[Docs] [txt|pdf] [Tracker] [WG] [Email] [Diff1] [Diff2] [Nits]

Versions: 01 02 03 RFC 2803

Network Working Group                                    Hirosi Maruyama
INTERNET-DRAFT                                               Kent Tamura
September 1999                                           Naohiko Uramoto
Expires: March 2000                                                  IBM
draft-ietf-trade-hiroshi-dom-hash-03.txt



                    Digest Values for DOM (DOMHASH)
                    ------ ------ --- --- ---------

                            Hiroshi Maruyama
                              Kent Tamura
                            Naohiko Uramoto



Status of This Document

   This draft, file name draft-ietf-trade-hiroshi-dom-hash-03.txt, is
   intended to be become an Informational RFC.  Distribution of this
   document is unlimited. Comments should be sent to the authors or the
   IETF TRADE working group mailing list <ietf-trade@elistx.com>.

   This document is an Internet-Draft and is in full conformance with
   all provisions of Section 10 of RFC2026.  Internet-Drafts are working
   documents of the Internet Engineering Task Force (IETF), its areas,
   and its working groups.  Note that other groups may also distribute
   working documents as Internet-Drafts.

[Stored items]
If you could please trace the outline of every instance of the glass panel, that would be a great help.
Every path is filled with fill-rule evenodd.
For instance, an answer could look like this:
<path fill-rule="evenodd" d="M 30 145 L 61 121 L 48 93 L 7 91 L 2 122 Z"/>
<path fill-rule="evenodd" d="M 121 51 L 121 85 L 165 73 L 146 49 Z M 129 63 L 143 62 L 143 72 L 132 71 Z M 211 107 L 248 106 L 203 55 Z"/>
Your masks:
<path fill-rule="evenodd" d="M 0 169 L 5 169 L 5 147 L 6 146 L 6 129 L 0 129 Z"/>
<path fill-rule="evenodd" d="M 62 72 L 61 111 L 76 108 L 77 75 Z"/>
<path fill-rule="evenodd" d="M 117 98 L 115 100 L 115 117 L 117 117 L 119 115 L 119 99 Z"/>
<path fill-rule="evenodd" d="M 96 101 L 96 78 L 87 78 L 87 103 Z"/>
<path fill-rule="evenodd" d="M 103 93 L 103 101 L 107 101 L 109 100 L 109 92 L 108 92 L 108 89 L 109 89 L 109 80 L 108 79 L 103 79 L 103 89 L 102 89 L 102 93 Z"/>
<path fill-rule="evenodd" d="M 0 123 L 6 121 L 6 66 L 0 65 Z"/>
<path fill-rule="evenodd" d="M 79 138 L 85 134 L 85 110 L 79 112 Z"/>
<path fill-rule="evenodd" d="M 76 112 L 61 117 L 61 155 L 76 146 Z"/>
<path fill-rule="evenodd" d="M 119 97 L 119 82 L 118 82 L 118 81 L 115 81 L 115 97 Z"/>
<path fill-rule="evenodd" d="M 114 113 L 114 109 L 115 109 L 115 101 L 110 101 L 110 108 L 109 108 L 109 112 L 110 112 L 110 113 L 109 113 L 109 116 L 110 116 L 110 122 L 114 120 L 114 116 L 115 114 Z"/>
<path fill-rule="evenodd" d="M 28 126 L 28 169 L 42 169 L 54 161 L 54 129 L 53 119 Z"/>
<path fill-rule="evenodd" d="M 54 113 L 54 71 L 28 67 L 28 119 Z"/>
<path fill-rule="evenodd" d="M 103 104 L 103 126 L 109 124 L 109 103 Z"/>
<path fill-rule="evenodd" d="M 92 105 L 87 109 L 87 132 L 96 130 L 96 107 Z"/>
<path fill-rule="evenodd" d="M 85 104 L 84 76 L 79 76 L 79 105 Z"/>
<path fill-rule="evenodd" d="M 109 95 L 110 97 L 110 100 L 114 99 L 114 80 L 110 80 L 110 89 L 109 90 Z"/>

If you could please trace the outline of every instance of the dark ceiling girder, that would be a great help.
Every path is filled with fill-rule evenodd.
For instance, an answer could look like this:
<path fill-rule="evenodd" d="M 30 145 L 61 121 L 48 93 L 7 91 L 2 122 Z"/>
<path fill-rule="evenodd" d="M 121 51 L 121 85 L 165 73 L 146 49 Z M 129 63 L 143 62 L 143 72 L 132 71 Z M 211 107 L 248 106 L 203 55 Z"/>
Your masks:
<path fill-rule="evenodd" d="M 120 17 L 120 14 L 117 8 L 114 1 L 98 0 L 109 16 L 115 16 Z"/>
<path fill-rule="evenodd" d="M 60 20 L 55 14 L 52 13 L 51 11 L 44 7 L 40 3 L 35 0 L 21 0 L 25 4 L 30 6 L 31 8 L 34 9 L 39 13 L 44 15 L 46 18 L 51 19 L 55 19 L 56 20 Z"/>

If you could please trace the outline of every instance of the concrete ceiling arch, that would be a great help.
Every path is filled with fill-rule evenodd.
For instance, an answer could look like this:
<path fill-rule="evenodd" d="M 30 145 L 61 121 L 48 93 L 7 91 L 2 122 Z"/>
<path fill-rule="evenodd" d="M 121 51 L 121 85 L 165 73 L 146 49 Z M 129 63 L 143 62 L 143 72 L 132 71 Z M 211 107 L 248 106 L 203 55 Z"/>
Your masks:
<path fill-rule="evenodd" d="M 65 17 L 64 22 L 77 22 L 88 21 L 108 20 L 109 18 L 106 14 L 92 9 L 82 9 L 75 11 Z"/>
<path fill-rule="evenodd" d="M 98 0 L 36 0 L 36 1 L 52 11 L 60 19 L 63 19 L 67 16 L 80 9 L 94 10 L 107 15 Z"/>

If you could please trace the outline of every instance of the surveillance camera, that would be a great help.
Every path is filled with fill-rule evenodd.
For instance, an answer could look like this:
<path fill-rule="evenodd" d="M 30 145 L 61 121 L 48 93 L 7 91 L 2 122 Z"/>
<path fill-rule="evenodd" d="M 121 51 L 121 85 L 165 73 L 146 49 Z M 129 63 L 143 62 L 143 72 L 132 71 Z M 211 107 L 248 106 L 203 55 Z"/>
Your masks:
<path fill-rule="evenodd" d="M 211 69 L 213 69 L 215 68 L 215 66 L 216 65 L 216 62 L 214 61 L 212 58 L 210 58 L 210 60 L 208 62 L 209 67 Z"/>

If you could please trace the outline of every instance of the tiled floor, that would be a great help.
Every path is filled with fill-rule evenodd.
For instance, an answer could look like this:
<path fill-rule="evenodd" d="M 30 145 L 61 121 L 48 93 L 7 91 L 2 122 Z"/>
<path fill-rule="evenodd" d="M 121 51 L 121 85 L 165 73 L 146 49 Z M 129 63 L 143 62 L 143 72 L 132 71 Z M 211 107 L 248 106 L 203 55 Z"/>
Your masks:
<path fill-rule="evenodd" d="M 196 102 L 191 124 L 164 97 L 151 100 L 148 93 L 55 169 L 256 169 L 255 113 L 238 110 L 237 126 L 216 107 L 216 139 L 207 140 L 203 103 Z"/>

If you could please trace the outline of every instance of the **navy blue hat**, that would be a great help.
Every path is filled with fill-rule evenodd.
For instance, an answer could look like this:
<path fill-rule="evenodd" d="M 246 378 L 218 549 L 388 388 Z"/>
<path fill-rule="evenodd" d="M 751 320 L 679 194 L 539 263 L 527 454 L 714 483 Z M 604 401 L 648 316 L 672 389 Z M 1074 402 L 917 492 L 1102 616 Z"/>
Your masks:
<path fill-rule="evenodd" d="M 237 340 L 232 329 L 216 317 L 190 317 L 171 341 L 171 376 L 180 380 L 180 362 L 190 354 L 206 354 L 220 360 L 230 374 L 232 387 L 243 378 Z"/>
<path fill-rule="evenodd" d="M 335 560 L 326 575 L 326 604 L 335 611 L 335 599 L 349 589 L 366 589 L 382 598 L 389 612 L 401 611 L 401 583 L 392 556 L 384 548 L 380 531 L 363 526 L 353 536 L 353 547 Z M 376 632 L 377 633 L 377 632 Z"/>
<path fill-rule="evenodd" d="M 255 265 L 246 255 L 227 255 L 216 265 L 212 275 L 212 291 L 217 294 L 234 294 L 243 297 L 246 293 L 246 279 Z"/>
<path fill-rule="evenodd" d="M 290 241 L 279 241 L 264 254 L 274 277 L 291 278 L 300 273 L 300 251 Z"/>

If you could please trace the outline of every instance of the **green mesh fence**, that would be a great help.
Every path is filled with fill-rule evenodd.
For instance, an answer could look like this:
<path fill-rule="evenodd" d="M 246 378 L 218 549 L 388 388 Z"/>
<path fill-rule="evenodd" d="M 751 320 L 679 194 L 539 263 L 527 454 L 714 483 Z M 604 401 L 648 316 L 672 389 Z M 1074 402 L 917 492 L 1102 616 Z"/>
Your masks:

**Task set:**
- A) Print the DOMHASH Internet-Draft in full, word for word.
- B) Switch "glass panel" to "window pane" in the stored items, taking everything from the first line of the stored items down to and including the line containing "92 105 L 87". Give back only those lines, with nothing else changed.

**The results:**
- A)
[Docs] [txt|pdf] [Tracker] [WG] [Email] [Diff1] [Diff2] [Nits]

Versions: 01 02 03 RFC 2803

Network Working Group                                    Hirosi Maruyama
INTERNET-DRAFT                                               Kent Tamura
September 1999                                           Naohiko Uramoto
Expires: March 2000                                                  IBM
draft-ietf-trade-hiroshi-dom-hash-03.txt



                    Digest Values for DOM (DOMHASH)
                    ------ ------ --- --- ---------

                            Hiroshi Maruyama
                              Kent Tamura
                            Naohiko Uramoto



Status of This Document

   This draft, file name draft-ietf-trade-hiroshi-dom-hash-03.txt, is
   intended to be become an Informational RFC.  Distribution of this
   document is unlimited. Comments should be sent to the authors or the
   IETF TRADE working group mailing list <ietf-trade@elistx.com>.

   This document is an Internet-Draft and is in full conformance with
   all provisions of Section 10 of RFC2026.  Internet-Drafts are working
   documents of the Internet Engineering Task Force (IETF), its areas,
   and its working groups.  Note that other groups may also distribute
   working documents as Internet-Drafts.

- B)
If you could please trace the outline of every instance of the window pane, that would be a great help.
Every path is filled with fill-rule evenodd.
For instance, an answer could look like this:
<path fill-rule="evenodd" d="M 30 145 L 61 121 L 48 93 L 7 91 L 2 122 Z"/>
<path fill-rule="evenodd" d="M 121 51 L 121 85 L 165 73 L 146 49 Z M 129 63 L 143 62 L 143 72 L 132 71 Z M 211 107 L 248 106 L 203 55 Z"/>
Your masks:
<path fill-rule="evenodd" d="M 0 169 L 5 169 L 5 147 L 6 146 L 6 129 L 0 129 Z"/>
<path fill-rule="evenodd" d="M 62 72 L 61 111 L 76 108 L 77 75 Z"/>
<path fill-rule="evenodd" d="M 117 98 L 115 100 L 115 117 L 117 117 L 119 115 L 119 99 Z"/>
<path fill-rule="evenodd" d="M 96 101 L 96 78 L 87 78 L 87 103 Z"/>
<path fill-rule="evenodd" d="M 103 93 L 103 101 L 107 101 L 109 100 L 109 92 L 108 92 L 108 89 L 109 89 L 109 80 L 108 79 L 103 79 L 103 89 L 102 89 L 102 93 Z"/>
<path fill-rule="evenodd" d="M 0 123 L 6 121 L 6 66 L 0 65 Z"/>
<path fill-rule="evenodd" d="M 79 138 L 85 134 L 85 110 L 79 112 Z"/>
<path fill-rule="evenodd" d="M 76 112 L 61 117 L 61 155 L 76 146 Z"/>
<path fill-rule="evenodd" d="M 119 97 L 119 82 L 118 82 L 118 81 L 115 81 L 115 97 Z"/>
<path fill-rule="evenodd" d="M 114 113 L 114 109 L 115 109 L 115 101 L 110 101 L 110 108 L 109 108 L 109 112 L 110 112 L 110 113 L 109 113 L 109 116 L 110 116 L 110 122 L 114 120 L 114 116 L 115 114 Z"/>
<path fill-rule="evenodd" d="M 28 126 L 28 169 L 42 169 L 54 161 L 54 129 L 53 119 Z"/>
<path fill-rule="evenodd" d="M 54 113 L 54 71 L 28 67 L 28 119 Z"/>
<path fill-rule="evenodd" d="M 103 104 L 103 126 L 109 124 L 109 103 Z"/>
<path fill-rule="evenodd" d="M 92 105 L 87 109 L 87 132 L 96 130 L 96 107 Z"/>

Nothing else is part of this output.